_PROBLEM REQUIREMENTS:_ Please recast the rows below as a Markdown table with the columns "No." and "Line", numbering each line in order and leaving out blank lines.

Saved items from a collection

........

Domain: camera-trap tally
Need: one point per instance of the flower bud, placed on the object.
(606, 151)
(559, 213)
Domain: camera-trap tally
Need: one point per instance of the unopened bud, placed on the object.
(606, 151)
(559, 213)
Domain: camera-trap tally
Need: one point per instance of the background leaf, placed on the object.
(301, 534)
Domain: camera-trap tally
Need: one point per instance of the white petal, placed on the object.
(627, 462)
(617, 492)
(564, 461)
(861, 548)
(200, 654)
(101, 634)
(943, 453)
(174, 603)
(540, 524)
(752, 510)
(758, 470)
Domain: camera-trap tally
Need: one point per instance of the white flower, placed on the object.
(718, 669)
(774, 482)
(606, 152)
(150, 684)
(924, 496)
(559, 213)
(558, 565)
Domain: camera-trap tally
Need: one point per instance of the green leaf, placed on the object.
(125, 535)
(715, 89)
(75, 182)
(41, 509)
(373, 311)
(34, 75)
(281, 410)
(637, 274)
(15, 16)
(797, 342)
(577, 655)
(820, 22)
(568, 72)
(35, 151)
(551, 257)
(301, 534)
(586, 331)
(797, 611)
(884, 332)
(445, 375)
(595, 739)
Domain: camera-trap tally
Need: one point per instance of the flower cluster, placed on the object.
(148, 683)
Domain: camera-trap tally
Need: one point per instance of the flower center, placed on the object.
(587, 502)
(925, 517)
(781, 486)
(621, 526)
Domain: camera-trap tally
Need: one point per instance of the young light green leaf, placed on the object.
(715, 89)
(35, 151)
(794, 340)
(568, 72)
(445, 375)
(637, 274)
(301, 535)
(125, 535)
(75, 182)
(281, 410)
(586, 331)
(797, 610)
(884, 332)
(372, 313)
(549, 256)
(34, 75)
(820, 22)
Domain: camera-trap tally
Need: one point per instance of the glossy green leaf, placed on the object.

........

_WRITTEN SOLUTION:_
| No. | Line |
|---|---|
| 1 | Domain: camera-trap tally |
| 2 | Need: one point per instance of the flower bud, placed on the object. |
| 3 | (606, 151) |
| 4 | (559, 213) |
| 5 | Domain: camera-trap tally |
| 6 | Need: one point per instance of the unopened bud, placed on the object. |
| 7 | (606, 151) |
| 8 | (559, 213) |
| 9 | Domain: camera-trap tally |
| 10 | Need: one point per instance of the background leaf, placed on the object. |
| 11 | (301, 534) |
| 12 | Domain: camera-trap tally |
| 13 | Need: one point per instance of the white petal, placed on the object. |
| 14 | (627, 462) |
| 15 | (617, 492) |
| 16 | (564, 461) |
| 17 | (861, 548) |
| 18 | (200, 654) |
| 19 | (101, 634) |
| 20 | (943, 453) |
| 21 | (174, 603) |
| 22 | (540, 524) |
| 23 | (752, 510) |
| 24 | (758, 470) |
| 25 | Domain: camera-trap tally |
| 26 | Need: one point per instance of the white flower, placed on the object. |
| 27 | (718, 669) |
| 28 | (774, 482) |
| 29 | (606, 152) |
| 30 | (150, 684) |
| 31 | (924, 496) |
| 32 | (559, 213) |
| 33 | (558, 565) |
| 34 | Domain: camera-trap tally |
| 35 | Need: one point per instance of the green leaf, placed on the object. |
| 36 | (125, 535) |
| 37 | (715, 89) |
| 38 | (75, 182) |
| 39 | (41, 509) |
| 40 | (373, 311) |
| 41 | (34, 75) |
| 42 | (281, 410) |
| 43 | (637, 274) |
| 44 | (15, 16) |
| 45 | (797, 342) |
| 46 | (577, 655) |
| 47 | (820, 22) |
| 48 | (568, 72) |
| 49 | (35, 151) |
| 50 | (551, 257) |
| 51 | (301, 534) |
| 52 | (586, 331) |
| 53 | (797, 611) |
| 54 | (884, 332) |
| 55 | (445, 375) |
| 56 | (595, 739) |
| 57 | Domain: camera-trap tally |
| 58 | Need: one point per instance of the flower cluster, placed on the object. |
| 59 | (148, 683) |
| 60 | Domain: camera-trap tally |
| 61 | Need: one point per instance of the flower center, placed on the object. |
| 62 | (587, 502) |
| 63 | (925, 517) |
| 64 | (781, 486) |
| 65 | (621, 526) |
| 66 | Domain: camera-trap tally |
| 67 | Need: one point per instance of the young light green leaf, placed on the object. |
| 68 | (715, 89) |
| 69 | (35, 151) |
| 70 | (794, 340) |
| 71 | (568, 72) |
| 72 | (445, 375) |
| 73 | (637, 274) |
| 74 | (301, 535) |
| 75 | (125, 535) |
| 76 | (75, 182) |
| 77 | (281, 410) |
| 78 | (586, 331) |
| 79 | (797, 610) |
| 80 | (884, 332) |
| 81 | (372, 313) |
| 82 | (549, 256) |
| 83 | (34, 75) |
| 84 | (820, 22) |
| 85 | Domain: camera-trap tally |
| 86 | Need: one point per instance of the glossy green leaf, placed on the object. |